# [PAGE EXCERPT]
We can glean from the above example some generalization principles that the US government should apply to the relevant procurements: require open standards, open APIs, give preference to responders that leverage existing infrastructure, investments, organizations – in other words – value and encourage cooperation among companies rather than reward closed proprietary systems that shut out such opportunities.

Examples at the corporate level would include Zipcar of course, which enables all the idle capacity of cars to be put to good use through its technology platform that makes sharing cars fast, easy, convenient, and cost-effective. Last year I visited Siemens New York office where the bulk of floor space has been turned over to cubicles that are not owned by any one person, but rather used as needed by its nomadic workforce that shows up in New York only periodically – dramatically reducing the amount of office space needed if each one of its employees had their own office. The unexpected benefits of open platforms abound — users can innovate, or point the way for innovation (see for a new way of thinking).

And at an individual and household level, what can we lend and what can we borrow? What can we buy used, and what can we make sure we put back into the marketplace? Think of eBay as collaborative consumption.

This way of thinking isn’t bad for the economy. Remember that our starting point is that everyone is going to spend as much as they have to spend. We – families, companies, governments — all have so much we want to accomplish with such limited financial resources that the most logical, rational, profitable, and self-interested thing to do is to spend it as efficiently as we can: maximizing the benefit of each dollar spent, while minimizing the resource consumption. Since we know we are going to spend every cent, let’s get the most possible value out of that spending.

Think of our times. Cooperative capitalism is not just an interesting approach, it is an imperative.


Blog posts are supposed to be short and to the point – that is satisfied by the above. For a little more background on why the current financial crises leads me to move from thinking that these are just interesting ideas, to a much stronger concept of “imperative,” read on.

We are living in a world of very precarious revenue sources at all levels of the economy – household, corporate, and governmental. Americans are at their lowest savings rate since the 1930s. In August, the GAO estimated the 2008 Federal deficit to be $410b, 3% of the GDP. The addition of the $700 billion bailout has the potential to double this to 6%. On October 1, our national debt passed $10 trillion dollars (that’s a 1 followed by an unlucky 13 zeroes).

# [EXTRACTED MATERIAL]

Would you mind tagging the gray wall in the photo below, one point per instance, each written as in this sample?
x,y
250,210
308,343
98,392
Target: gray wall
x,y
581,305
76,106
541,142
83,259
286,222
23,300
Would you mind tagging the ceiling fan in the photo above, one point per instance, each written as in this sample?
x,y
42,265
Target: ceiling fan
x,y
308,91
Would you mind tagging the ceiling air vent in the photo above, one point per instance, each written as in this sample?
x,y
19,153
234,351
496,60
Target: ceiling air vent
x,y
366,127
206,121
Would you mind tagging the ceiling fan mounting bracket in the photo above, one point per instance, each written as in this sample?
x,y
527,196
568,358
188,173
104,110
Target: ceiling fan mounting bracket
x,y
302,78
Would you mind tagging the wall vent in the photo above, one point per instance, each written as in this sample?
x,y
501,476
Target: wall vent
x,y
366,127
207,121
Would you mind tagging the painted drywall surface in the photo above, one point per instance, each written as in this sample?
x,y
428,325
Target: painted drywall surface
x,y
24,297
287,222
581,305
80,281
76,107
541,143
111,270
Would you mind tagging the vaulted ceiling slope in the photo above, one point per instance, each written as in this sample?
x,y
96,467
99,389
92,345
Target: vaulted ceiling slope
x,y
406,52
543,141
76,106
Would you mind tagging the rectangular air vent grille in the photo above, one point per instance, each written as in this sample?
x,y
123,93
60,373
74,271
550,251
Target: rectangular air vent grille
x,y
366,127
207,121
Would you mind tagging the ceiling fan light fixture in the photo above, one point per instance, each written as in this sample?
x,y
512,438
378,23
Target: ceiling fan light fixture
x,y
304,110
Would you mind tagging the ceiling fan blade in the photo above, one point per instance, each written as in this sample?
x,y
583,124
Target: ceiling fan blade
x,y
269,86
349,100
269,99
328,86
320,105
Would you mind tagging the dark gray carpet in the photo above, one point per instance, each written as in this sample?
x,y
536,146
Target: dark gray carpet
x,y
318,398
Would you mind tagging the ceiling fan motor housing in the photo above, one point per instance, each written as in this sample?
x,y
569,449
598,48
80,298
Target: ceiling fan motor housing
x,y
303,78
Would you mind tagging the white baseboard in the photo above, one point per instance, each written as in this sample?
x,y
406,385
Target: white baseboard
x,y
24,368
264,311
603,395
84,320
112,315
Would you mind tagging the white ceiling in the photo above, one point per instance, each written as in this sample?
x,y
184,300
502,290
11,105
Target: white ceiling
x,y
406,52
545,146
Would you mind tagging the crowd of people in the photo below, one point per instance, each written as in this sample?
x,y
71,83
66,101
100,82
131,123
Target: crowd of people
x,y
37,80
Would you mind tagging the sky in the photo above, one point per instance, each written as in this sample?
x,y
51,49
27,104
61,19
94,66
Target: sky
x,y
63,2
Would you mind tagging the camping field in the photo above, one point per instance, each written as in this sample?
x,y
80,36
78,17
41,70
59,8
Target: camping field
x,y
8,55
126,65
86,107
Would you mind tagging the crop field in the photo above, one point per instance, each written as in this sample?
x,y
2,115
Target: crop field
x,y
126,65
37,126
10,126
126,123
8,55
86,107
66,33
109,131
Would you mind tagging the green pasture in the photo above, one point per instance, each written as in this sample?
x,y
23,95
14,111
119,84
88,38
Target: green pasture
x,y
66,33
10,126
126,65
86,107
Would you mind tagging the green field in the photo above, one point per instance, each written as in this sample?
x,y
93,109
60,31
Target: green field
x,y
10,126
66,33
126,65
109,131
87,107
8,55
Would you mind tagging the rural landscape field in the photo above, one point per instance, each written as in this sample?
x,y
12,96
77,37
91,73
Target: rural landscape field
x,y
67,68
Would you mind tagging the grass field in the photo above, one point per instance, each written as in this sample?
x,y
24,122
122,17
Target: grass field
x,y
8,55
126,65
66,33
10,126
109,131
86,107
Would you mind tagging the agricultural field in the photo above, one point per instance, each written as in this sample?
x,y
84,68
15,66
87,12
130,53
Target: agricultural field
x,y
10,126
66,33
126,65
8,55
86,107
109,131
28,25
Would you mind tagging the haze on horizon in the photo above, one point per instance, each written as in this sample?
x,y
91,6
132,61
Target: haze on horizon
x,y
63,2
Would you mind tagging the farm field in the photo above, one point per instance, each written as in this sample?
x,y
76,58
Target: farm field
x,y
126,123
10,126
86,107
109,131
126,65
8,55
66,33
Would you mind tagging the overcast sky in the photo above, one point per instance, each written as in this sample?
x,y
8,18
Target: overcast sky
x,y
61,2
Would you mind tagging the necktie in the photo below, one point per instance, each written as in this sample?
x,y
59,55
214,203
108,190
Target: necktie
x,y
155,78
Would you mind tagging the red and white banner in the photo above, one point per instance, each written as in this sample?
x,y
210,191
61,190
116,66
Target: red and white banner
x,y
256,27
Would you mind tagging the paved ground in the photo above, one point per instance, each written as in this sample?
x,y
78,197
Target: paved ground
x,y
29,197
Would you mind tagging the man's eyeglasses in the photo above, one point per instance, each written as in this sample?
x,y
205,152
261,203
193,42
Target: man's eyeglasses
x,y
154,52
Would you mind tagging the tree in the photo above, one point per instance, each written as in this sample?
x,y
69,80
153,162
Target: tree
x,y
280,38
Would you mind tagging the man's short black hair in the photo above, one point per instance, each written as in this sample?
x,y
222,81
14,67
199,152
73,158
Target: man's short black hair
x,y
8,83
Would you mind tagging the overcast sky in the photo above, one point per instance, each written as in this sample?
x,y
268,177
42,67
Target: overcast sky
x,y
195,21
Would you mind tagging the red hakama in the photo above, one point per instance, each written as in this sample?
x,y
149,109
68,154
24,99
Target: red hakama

# [WORK INSTRUCTION A]
Please quote the passage on cooperative capitalism from "This way of" to "is an imperative.".
# [WORK INSTRUCTION B]
Translate this sentence from the passage on cooperative capitalism into Spanish: "This way of thinking isn’t bad for the economy."

# [PROBLEM SOLUTION A]
This way of thinking isn’t bad for the economy. Remember that our starting point is that everyone is going to spend as much as they have to spend. We – families, companies, governments — all have so much we want to accomplish with such limited financial resources that the most logical, rational, profitable, and self-interested thing to do is to spend it as efficiently as we can: maximizing the benefit of each dollar spent, while minimizing the resource consumption. Since we know we are going to spend every cent, let’s get the most possible value out of that spending.

Think of our times. Cooperative capitalism is not just an interesting approach, it is an imperative.

# [PROBLEM SOLUTION B]
Esta forma de pensar no es mala para la economía.